JOB:
Could you render the lines from the one containing "Can you see the beige" through the one containing "x=121, y=194", both included, as a numbered list with blank lines left out?

Annotation data based on points
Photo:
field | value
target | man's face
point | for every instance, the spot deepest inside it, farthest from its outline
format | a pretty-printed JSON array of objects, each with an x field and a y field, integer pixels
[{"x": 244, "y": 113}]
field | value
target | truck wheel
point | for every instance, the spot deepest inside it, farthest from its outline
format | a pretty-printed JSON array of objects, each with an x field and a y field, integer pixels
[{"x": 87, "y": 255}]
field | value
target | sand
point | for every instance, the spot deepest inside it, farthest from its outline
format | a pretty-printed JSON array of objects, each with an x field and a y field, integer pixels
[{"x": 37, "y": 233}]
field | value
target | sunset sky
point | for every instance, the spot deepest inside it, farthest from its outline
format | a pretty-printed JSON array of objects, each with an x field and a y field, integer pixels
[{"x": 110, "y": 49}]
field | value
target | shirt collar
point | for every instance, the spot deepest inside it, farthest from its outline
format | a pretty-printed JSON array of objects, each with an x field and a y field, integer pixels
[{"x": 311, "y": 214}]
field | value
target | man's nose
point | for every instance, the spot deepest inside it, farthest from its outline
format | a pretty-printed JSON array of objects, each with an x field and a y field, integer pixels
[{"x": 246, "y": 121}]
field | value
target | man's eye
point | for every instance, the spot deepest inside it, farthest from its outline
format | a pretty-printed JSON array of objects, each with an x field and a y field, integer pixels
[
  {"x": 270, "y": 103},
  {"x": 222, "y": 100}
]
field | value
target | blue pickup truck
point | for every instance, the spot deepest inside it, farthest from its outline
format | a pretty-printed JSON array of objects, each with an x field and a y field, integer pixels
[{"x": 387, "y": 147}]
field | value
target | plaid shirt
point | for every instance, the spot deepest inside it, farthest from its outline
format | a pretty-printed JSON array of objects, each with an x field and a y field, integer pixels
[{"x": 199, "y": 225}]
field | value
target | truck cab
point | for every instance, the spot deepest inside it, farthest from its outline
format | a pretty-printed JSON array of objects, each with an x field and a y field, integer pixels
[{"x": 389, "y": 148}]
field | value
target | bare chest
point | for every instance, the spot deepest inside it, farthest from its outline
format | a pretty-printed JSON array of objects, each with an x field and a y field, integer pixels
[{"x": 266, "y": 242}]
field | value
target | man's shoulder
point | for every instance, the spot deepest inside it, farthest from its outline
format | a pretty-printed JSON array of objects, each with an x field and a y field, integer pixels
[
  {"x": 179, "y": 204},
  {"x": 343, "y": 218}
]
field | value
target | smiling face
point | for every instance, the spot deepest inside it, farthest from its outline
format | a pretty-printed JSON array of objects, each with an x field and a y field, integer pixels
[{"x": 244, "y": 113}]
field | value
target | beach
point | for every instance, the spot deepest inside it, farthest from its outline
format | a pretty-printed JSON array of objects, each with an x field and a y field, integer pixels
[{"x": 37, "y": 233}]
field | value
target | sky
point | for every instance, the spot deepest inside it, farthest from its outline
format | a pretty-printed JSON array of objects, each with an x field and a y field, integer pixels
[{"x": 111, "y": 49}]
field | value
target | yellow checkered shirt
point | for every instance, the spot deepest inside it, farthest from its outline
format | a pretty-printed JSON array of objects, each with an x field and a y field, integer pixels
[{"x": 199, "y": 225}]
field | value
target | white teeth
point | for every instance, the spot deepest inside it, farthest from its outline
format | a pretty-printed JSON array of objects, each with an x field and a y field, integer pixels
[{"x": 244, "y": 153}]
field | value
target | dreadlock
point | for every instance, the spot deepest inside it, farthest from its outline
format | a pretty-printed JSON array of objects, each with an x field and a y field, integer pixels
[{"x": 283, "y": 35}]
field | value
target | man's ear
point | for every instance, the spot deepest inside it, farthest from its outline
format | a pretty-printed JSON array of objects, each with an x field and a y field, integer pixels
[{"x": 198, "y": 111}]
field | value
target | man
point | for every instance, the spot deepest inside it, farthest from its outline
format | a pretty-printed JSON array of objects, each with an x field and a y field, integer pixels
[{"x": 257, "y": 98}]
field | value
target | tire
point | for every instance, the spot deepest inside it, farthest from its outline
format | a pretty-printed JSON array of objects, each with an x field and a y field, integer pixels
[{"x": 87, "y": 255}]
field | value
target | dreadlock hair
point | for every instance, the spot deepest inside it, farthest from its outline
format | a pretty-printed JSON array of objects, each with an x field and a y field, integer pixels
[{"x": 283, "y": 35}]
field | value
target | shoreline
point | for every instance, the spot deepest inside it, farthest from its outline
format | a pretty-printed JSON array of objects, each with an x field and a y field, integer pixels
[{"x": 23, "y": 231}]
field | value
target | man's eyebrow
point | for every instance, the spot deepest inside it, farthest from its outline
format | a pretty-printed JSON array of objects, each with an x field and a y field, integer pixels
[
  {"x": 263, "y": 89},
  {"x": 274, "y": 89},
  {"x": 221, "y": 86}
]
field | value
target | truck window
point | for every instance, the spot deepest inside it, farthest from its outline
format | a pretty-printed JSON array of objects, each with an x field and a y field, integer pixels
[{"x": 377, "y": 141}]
---
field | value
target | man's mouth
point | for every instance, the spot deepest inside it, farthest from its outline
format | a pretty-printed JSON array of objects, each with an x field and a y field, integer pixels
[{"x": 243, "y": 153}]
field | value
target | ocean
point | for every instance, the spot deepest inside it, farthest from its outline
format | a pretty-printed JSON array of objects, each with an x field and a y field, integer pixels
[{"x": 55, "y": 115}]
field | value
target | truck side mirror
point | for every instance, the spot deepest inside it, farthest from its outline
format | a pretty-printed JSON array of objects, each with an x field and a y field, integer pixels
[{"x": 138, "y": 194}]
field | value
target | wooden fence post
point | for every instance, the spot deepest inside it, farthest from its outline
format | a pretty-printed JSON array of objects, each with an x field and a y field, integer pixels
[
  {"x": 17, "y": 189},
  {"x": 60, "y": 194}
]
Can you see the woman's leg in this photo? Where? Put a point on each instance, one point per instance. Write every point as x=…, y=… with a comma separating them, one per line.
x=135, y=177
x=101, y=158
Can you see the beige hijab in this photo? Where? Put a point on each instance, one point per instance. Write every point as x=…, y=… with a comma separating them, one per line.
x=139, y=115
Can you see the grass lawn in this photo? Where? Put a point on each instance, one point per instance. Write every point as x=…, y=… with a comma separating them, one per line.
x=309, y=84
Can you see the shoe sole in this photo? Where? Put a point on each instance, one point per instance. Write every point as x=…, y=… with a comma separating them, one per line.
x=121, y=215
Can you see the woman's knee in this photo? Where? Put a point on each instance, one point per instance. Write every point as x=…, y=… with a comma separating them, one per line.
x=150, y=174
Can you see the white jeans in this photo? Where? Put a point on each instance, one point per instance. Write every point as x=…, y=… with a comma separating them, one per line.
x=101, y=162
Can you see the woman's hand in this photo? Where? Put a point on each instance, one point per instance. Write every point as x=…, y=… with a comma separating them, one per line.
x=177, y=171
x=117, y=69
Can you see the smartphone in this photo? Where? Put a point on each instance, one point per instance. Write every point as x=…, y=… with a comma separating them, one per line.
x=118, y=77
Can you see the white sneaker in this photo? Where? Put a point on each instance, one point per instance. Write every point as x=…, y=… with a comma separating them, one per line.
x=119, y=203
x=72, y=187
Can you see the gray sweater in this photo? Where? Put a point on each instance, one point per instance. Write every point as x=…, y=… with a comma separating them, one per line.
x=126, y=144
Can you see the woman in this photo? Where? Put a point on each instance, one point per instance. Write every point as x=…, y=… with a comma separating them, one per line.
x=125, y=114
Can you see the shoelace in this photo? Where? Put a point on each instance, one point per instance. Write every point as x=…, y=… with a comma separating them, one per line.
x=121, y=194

EXPECTED ANSWER:
1. Can you see the beige hijab in this photo? Where? Put a point on each instance, one point per instance. Write every point as x=…, y=… with a comma separating them, one per line.
2. x=139, y=115
3. Can you see the grass lawn in this photo? Where? Put a point on each instance, one point per instance. Write every point as x=…, y=… with a comma separating them, one per line.
4. x=309, y=84
5. Can you see the shoe sole in this photo? Where? Put a point on each instance, one point per instance. Write every point as x=…, y=… with a comma separating them, one per line.
6. x=121, y=215
7. Can you see the woman's knee in this photo? Where? Put a point on each instance, one point per instance. Write every point as x=…, y=… with a comma separating them, one per line.
8. x=150, y=174
9. Can you see the white jeans in this photo? Where? Put a point on each instance, one point per instance. Write every point as x=…, y=… with a comma separating them, one per line.
10. x=101, y=162
11. Can you see the woman's hand in this photo? Where? Put a point on each instance, one point per instance. Write every point as x=…, y=… with a comma separating them, one per line.
12. x=177, y=171
13. x=117, y=69
14. Can you see the smartphone in this photo? Where? Put a point on each instance, one point per instance. Write every point as x=…, y=… with a comma separating them, one per line.
15. x=118, y=77
16. Can you see the white sneaker in this photo? Where? Put a point on each instance, one point per instance. Write every point as x=…, y=… with a comma separating them, one per line.
17. x=119, y=203
18. x=72, y=187
19. Can you see the gray sweater in this photo? Where? Put a point on each instance, one point per instance. Write every point as x=…, y=… with a comma separating them, one per line.
20. x=126, y=144
21. Can you see the woman in this photo? Where? Put a point on each instance, one point per instance. Write every point as x=…, y=… with a comma separating them, one per line.
22. x=125, y=114
23. Can you see the shoelace in this photo? Where? Put a point on each instance, one point per instance. Write every point as x=…, y=… with a comma separating them, one per line.
24. x=121, y=194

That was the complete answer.